What the task asks
Each record must be retyped word for word.

** Opening Available data block **

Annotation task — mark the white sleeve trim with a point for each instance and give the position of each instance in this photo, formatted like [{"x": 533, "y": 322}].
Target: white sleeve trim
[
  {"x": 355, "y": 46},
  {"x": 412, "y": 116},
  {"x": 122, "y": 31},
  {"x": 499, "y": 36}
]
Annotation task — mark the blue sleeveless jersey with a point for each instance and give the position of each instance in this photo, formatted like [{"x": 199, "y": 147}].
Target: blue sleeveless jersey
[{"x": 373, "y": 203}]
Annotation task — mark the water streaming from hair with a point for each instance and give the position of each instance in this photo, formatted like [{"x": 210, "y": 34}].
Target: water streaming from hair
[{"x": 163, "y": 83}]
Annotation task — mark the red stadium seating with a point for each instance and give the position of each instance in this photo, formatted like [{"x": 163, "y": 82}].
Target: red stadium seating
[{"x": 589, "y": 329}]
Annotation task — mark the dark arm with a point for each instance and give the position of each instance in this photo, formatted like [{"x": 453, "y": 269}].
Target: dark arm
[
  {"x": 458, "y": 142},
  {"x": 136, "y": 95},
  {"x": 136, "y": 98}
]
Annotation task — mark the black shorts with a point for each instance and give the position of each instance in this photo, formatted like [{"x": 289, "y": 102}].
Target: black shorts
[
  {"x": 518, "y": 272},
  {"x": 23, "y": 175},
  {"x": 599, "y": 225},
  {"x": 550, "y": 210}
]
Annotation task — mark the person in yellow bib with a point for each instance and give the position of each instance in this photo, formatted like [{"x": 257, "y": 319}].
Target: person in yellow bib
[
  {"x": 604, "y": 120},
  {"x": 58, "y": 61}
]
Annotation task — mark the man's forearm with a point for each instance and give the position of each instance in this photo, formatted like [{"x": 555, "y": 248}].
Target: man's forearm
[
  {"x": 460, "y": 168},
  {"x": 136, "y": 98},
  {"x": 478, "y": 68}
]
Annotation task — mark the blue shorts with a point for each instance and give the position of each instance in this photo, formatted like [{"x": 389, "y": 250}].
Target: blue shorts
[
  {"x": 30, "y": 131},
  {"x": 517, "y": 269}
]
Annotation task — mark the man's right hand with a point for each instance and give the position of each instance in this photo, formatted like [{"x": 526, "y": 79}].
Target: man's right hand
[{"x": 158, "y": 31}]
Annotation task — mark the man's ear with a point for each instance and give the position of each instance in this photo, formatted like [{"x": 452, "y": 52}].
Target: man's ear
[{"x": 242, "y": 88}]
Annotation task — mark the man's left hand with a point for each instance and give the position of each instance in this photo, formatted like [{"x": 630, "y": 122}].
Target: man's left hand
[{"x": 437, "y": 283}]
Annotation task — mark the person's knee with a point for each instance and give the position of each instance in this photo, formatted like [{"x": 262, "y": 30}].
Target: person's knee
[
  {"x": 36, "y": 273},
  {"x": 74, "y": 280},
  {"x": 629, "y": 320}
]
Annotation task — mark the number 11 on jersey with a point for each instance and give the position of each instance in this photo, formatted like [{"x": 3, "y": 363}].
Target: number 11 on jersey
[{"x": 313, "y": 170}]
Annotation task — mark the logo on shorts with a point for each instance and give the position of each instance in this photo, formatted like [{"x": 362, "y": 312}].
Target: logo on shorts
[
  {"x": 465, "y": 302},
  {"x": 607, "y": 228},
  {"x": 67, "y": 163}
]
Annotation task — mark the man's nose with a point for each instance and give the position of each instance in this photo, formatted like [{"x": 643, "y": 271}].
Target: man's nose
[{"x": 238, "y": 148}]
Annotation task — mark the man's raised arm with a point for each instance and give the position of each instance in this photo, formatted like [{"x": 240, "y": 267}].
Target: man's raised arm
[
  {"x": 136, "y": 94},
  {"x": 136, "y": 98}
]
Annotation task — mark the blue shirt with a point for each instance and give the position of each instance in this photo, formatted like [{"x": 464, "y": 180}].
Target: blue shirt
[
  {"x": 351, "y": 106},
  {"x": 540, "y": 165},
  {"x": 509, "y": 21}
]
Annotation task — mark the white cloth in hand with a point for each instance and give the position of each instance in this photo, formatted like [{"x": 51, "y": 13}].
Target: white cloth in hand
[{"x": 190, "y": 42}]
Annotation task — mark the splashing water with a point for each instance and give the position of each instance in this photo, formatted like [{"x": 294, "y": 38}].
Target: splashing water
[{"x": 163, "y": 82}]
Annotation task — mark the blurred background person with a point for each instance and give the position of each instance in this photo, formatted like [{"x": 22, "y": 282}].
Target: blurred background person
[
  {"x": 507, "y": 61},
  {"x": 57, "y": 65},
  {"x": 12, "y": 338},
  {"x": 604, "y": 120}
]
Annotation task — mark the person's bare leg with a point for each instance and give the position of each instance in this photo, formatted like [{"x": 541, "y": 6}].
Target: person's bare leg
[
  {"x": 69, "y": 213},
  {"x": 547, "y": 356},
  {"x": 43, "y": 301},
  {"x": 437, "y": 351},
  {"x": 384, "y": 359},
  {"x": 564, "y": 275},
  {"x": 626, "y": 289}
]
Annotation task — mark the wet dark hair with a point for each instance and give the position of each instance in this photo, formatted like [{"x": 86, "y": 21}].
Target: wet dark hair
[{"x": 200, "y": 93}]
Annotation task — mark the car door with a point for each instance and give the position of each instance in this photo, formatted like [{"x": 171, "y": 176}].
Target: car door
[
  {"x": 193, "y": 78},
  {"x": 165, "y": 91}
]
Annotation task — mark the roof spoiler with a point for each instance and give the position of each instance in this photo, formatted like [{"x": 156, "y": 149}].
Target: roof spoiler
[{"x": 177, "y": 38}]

** Closing Available data block **

Result of this exercise
Annotation task — mark the white sleeve trim with a point for each instance and give the position of each instance in this photo, formatted like [{"x": 533, "y": 322}].
Target: white sleeve trim
[
  {"x": 355, "y": 46},
  {"x": 412, "y": 116},
  {"x": 122, "y": 31},
  {"x": 499, "y": 36}
]
Annotation task — mark the blue sleeveless jersey with a point for each instance and give the position of each instance in this photo, formatted like [{"x": 199, "y": 147}].
Target: blue sleeveless jersey
[{"x": 373, "y": 203}]
Annotation task — mark the water streaming from hair with a point for each instance and give the position of each instance in this photo, formatted like [{"x": 210, "y": 34}].
Target: water streaming from hair
[{"x": 163, "y": 83}]
Annotation task — mark the red stadium seating with a point for each instance and give the position of each instance in this photo, formatted like [{"x": 163, "y": 82}].
Target: red stadium seating
[{"x": 589, "y": 329}]
Annotation task — mark the dark arm with a point for each instance and give the position of each instance in this photo, formatted like [{"x": 453, "y": 269}].
Target: dark arm
[
  {"x": 458, "y": 142},
  {"x": 136, "y": 95},
  {"x": 136, "y": 98}
]
Annotation task — mark the black shorts with a point for each instance and give the position of each instance in this photo, formatted like [{"x": 289, "y": 102}].
Target: black shorts
[
  {"x": 518, "y": 272},
  {"x": 23, "y": 175},
  {"x": 599, "y": 225},
  {"x": 550, "y": 210}
]
Annotation task — mark the person in yellow bib with a point for each instance and give the position of each instance in this photo, formatted like [{"x": 257, "y": 319}].
Target: person in yellow bib
[
  {"x": 604, "y": 120},
  {"x": 58, "y": 61}
]
Annotation task — mark the man's forearm with a point for each instance and give the position of each instance in this photo, formatted like [{"x": 555, "y": 248}].
Target: man's forearm
[
  {"x": 460, "y": 168},
  {"x": 136, "y": 98},
  {"x": 478, "y": 68}
]
Annotation task — mark the blue shorts with a point for each instance and give the position of each instance in this photo, formatted like [{"x": 389, "y": 250}].
Target: blue shorts
[
  {"x": 30, "y": 131},
  {"x": 517, "y": 269}
]
Annotation task — mark the man's right hand with a point for each instance and give the position of each instance in this photo, formatted like [{"x": 526, "y": 79}].
Target: man's right hand
[{"x": 158, "y": 31}]
Annotation task — mark the man's ear with a point for each instance and give the position of each instance in this photo, formatted like [{"x": 452, "y": 52}].
Target: man's ear
[{"x": 242, "y": 88}]
Annotation task — mark the man's left hand with a point for each instance and give the position of each instance in this photo, formatted like [{"x": 630, "y": 122}].
Target: man's left hand
[{"x": 437, "y": 283}]
Annotation task — mark the person's knee with a point for each instance and give the position of each instance in this photo, formatted like [{"x": 262, "y": 30}].
Target: person's knee
[
  {"x": 36, "y": 273},
  {"x": 74, "y": 280},
  {"x": 629, "y": 320}
]
Annotation task — mark the number 11 on jersey with a point for each instance and give the position of each instance in this photo, formatted like [{"x": 3, "y": 363}].
Target: number 11 on jersey
[{"x": 313, "y": 170}]
Annotation task — mark the logo on shorts with a point for each instance and give the position of each instance in this photo, formatted like [{"x": 362, "y": 312}].
Target: logo on shorts
[
  {"x": 465, "y": 302},
  {"x": 607, "y": 228},
  {"x": 67, "y": 163}
]
Annotation task — mark the man's nose with a point for each instance and give the position of each instance in this photo, formatted like [{"x": 643, "y": 271}].
Target: man's nose
[{"x": 238, "y": 148}]
Annotation task — mark the man's raised arm with a point for each instance and give the position of each instance in this photo, formatted like [{"x": 240, "y": 267}].
Target: man's raised arm
[
  {"x": 136, "y": 94},
  {"x": 136, "y": 98}
]
Annotation task — mark the blue shirt with a point for each instance and give the position of each instance in this photo, formatted like [{"x": 464, "y": 180}].
Target: blue shirt
[
  {"x": 351, "y": 106},
  {"x": 540, "y": 165},
  {"x": 509, "y": 21}
]
Annotation task — mark the white cloth in hand with a point for each instance and give the position of each instance in this photo, formatted like [{"x": 51, "y": 13}].
Target: white cloth in hand
[{"x": 190, "y": 42}]
Annotation task — mark the splashing water with a point for each instance and give the position of each instance in this photo, formatted like [{"x": 294, "y": 38}].
Target: splashing water
[{"x": 163, "y": 82}]
Annotation task — mark the blurred background person with a point for each instance and give the position of each instance in this photo, formatted like [{"x": 22, "y": 282}].
Target: blurred background person
[
  {"x": 507, "y": 61},
  {"x": 57, "y": 65},
  {"x": 12, "y": 338},
  {"x": 604, "y": 120}
]
Annotation task — mark the person's bare leg with a point for each instance and give the position of each instance in this photo, formatted like [{"x": 541, "y": 6}].
Target: person's bare leg
[
  {"x": 69, "y": 213},
  {"x": 547, "y": 356},
  {"x": 43, "y": 301},
  {"x": 437, "y": 351},
  {"x": 384, "y": 359},
  {"x": 564, "y": 275},
  {"x": 626, "y": 289}
]
Annotation task — mark the wet dark hair with a point for each instance and give the position of each instance in this photo, formatted like [{"x": 86, "y": 21}].
Target: wet dark hair
[{"x": 200, "y": 93}]
Annotation task — mark the car door with a point for each instance and give the position of each instance in this photo, formatted like [{"x": 171, "y": 176}].
Target: car door
[
  {"x": 193, "y": 78},
  {"x": 165, "y": 91}
]
Annotation task — mark the roof spoiler with a point for each instance and give the position of each instance in this photo, formatted like [{"x": 156, "y": 149}].
Target: roof spoiler
[{"x": 177, "y": 38}]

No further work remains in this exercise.